On a second note, I got my harness from a local supplier called Hamisco Industrial Supply, and it was $350 for a body harness, 4ft shock absorbing lanyard, i-beam support, and another support that wraps around pipes (like the railings in most catwalks).


----------



## __WWW__ (Jan 16, 2005)

ccfan213 said:


> a harness is relatively easy to find, i dont know about prices, but you can get one at EMS or another camping/climbing store, my concern is more what to do with it as far as having a line to attach to that is set up in a way that will still let me move freely without getting too complex.



thats where i got mine, but i havent used it in the theater yet, just for climbing at the gym. we have a new school so new autidorium. but hey those catwalks in the phantom of the opera movie looked sweet.


----------



## __WWW__ (Jan 16, 2005)

i dont think you need a body harness. the normal harnesses start at about 25 dollars and those work fine..


----------



## ship (Jan 17, 2005)

I would think that a horizontal life line system would be in order with your school. Same type of rig used for stage hands when walking upon a truss set up.
On the lighting tree, different fall protection will be in order such as a vertical fall arrester.

Fall Protection is not repelling gear. Places like Eastern Mountain Sports, Galleons, REI sell rock climbing repelling gear, not fall protection. There is major differences between what if you fall while using will break your back, and what when using fall protection proper will save your life.

* _Exercise brief_: Copy the harness thread starting at "I would think" and stopping after "vertical fall arrester.", and swap "lighting tree" for "lighting boom".

* _Data extract_:
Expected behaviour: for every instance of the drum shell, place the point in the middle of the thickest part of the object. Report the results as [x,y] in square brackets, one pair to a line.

* _Result for this task_:
I would think that a horizontal life line system would be in order with your school. Same type of rig used for stage hands when walking upon a truss set up.
On the lighting boom, different fall protection will be in order such as a vertical fall arrester.